Enquanto Polaco não se apresenta à Justiça, madeira de sua empresa, a Cedrorana, chega à Georgia, nos EUA; ele é acusado de mandar matar nove camponeses no MT
Por Alceu Luís Castilho e Izabela Sanchez
Ele é o nome por trás do ataque que assassinou nove camponeses em Colniza (MT), norte do Mato Grosso, no dia 19 de abril, segundo o Ministério Público Estadual de Mato Grosso (MPE-MT). O madeireiro Valdelir João de Souza, ou Polaco, 41 anos, é dono de duas empresas de extração e venda de madeiras e produtos derivados. Enquanto estava foragido, no dia 20 de maio, os produtos de suas madeireiras, a Cedroarana, em Machadinho D’Oeste (RO), chegavam no estado da Georgia, nos Estados Unidos.
Polaco pode estar escondido da Justiça, mas as transações comerciais seguem normalmente. De Olho nos Ruralistas identificou uma venda de 24 toneladas de madeira da árvore muiracatiara, que saiu de Machadinho D’Oeste e chegou até o Porto de Savannah, na Georgia (na foto principal), no dia 20 de maio. O Ministério Público Estadual de Mato Grosso (MPE-MT) denunciou Souza por homicídio qualificado e por formação de milícia privada no dia 15 de maio.

--- --- ---

* **Exercícios propostos**
a: Segundo a reportagem, quantas toneladas de madeira de muiracatiara chegaram ao Porto de Savannah no dia 20 de maio?
b: Transcreva da reportagem o trecho que começa em "Enquanto Polaco não" e termina em "nos Estados Unidos.".

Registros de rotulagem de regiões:

--- --- ---

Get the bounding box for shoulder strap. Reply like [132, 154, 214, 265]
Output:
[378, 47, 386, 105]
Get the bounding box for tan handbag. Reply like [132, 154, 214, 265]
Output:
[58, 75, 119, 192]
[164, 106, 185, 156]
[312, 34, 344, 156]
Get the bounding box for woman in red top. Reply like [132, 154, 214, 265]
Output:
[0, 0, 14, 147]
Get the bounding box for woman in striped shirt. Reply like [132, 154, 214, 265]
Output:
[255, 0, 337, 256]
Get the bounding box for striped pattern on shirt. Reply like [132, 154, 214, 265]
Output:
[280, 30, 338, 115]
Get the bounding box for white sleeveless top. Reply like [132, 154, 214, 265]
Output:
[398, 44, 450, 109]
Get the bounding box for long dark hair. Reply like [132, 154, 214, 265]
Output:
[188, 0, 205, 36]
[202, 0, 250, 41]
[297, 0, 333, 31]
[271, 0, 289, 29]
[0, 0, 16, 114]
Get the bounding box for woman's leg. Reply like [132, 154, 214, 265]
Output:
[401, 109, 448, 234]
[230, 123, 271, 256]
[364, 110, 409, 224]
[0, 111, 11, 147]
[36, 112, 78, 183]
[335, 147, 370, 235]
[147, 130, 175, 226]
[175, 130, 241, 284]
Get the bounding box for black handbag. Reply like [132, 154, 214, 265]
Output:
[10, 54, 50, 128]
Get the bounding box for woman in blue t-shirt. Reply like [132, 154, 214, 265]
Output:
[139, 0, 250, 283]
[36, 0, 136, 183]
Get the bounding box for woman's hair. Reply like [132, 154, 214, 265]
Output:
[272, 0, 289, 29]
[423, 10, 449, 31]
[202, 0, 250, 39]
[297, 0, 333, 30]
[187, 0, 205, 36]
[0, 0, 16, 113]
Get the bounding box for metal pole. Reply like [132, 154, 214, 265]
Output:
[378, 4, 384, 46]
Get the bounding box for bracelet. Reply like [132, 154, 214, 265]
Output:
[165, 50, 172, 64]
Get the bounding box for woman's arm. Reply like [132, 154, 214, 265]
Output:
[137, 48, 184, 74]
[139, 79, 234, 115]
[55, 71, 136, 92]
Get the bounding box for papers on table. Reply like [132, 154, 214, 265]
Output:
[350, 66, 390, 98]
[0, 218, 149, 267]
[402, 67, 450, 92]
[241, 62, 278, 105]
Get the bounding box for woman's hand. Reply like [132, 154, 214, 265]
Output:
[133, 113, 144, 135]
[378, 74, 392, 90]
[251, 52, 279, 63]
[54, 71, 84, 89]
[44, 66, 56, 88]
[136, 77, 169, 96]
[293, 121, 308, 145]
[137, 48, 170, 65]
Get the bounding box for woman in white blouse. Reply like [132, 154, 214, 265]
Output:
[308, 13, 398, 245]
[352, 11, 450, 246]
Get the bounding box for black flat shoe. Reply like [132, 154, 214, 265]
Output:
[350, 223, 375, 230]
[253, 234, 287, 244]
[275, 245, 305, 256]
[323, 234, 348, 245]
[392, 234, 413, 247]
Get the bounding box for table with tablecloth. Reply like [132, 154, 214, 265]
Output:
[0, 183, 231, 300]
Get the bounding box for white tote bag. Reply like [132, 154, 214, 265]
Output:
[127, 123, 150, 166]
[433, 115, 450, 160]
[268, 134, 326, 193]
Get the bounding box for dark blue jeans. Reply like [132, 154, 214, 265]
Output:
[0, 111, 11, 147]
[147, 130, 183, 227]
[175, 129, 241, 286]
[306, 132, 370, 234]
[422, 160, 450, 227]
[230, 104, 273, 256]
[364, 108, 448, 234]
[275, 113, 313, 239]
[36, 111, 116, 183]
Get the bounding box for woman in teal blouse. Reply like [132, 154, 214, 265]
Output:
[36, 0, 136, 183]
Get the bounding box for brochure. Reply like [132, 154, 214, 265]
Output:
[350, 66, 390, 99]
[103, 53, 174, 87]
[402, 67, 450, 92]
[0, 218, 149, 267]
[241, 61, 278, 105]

--- --- ---

* **Respostas dos exercícios**
a: 24 toneladas.

b:
Enquanto Polaco não se apresenta à Justiça, madeira de sua empresa, a Cedrorana, chega à Georgia, nos EUA; ele é acusado de mandar matar nove camponeses no MT
Por Alceu Luís Castilho e Izabela Sanchez
Ele é o nome por trás do ataque que assassinou nove camponeses em Colniza (MT), norte do Mato Grosso, no dia 19 de abril, segundo o Ministério Público Estadual de Mato Grosso (MPE-MT). O madeireiro Valdelir João de Souza, ou Polaco, 41 anos, é dono de duas empresas de extração e venda de madeiras e produtos derivados. Enquanto estava foragido, no dia 20 de maio, os produtos de suas madeireiras, a Cedroarana, em Machadinho D’Oeste (RO), chegavam no estado da Georgia, nos Estados Unidos.